Pull out every line of the items below and reproduce each one unchanged.

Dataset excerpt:
-------

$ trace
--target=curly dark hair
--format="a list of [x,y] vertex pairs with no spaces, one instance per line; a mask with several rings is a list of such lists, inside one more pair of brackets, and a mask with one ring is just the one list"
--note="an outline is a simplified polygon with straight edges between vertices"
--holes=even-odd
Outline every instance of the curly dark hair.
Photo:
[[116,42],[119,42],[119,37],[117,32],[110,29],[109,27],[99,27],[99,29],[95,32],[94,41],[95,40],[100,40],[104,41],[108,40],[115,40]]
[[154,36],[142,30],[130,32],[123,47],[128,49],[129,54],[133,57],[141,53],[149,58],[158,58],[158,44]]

-------

→ TASK ANSWER:
$ trace
--target=curly dark hair
--format="a list of [x,y] vertex pairs with no spaces, one instance per line; a mask with several rings is a list of such lists, inside one more pair of brackets, and a mask with one ring is just the one list"
--note="an outline is a simplified polygon with straight edges between vertices"
--holes=even-odd
Outline every instance of the curly dark hair.
Photo:
[[116,42],[119,42],[119,37],[117,32],[110,29],[109,27],[99,27],[99,29],[95,32],[94,41],[95,40],[100,40],[104,41],[108,40],[115,40]]
[[154,36],[142,30],[130,32],[123,47],[128,49],[129,54],[133,57],[141,53],[149,58],[158,58],[158,44]]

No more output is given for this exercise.